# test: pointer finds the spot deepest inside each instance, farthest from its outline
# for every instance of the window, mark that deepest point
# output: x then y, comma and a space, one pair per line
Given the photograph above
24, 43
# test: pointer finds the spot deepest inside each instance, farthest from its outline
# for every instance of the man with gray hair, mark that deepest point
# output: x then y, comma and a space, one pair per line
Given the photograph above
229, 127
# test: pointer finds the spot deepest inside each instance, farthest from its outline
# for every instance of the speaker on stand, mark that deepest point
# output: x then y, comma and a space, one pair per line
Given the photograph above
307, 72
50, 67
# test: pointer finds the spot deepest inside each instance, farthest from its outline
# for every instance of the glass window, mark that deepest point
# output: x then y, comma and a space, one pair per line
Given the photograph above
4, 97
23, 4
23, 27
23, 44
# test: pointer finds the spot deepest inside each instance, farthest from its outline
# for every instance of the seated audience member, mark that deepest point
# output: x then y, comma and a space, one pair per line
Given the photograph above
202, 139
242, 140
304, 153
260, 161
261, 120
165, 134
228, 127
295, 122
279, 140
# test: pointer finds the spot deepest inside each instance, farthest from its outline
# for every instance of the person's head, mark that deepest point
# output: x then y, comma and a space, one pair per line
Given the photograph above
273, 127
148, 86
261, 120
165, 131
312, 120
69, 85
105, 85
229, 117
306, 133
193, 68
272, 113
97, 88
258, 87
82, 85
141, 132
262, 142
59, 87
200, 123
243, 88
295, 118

Challenge = Convert the items above into a two-column CSV with the header text,answer and one row per item. Put each item's text and its answer in a single quoted field each, replacing line breaks with spaces.

Solution for this task =
text,answer
"# test: pointer finds the spot deepest inside each instance, farthest from its outline # for every instance of the window, mark that deepest point # output: x then y, comma and a space, one pair per line Given the photograph above","24, 43"
"# test: pointer finds the spot deepest inside each instance, farthest from its outline # for every instance of the man with gray hair, mark that deepest point # output: x then y, comma and a space, one pair per line Given the photograph above","229, 127"
"# test: pointer finds the spot deepest inside each instance, farthest from its outline # for every instance of the speaker on stand, mark that deepest point # output: x then y, comma and a space, one pair per line Given the photograph above","307, 72 50, 67"
"# test: pointer finds the spot deepest inside each instance, farthest from its outline # for every instance of the glass window, mark that deepest point # output: x then y, comma and a space, one pair per line Given the photograph above","4, 97 23, 4 23, 27 23, 44"
"# test: pointer finds the spot deepest inside each instance, farthest from its outline # for every instance of the seated audience member, mark that deepest point # output: x then y, comma and a space, one pair per line Given the photograph above","202, 139 242, 140 304, 153 260, 161 261, 120 165, 134 228, 127 295, 122 279, 140"
"# test: pointer finds the spot deepest inside each instance, farthest from its outline # for every instance of the person's head, mark that deepest point # output: x then y, comma and a space, one pair per line Given the photograph above","273, 127 148, 86 261, 120 165, 131 312, 120 69, 85 105, 85 229, 117 306, 133 193, 68 272, 113 97, 88 258, 87 82, 85 141, 132 262, 142 59, 87 200, 123 243, 88 295, 118"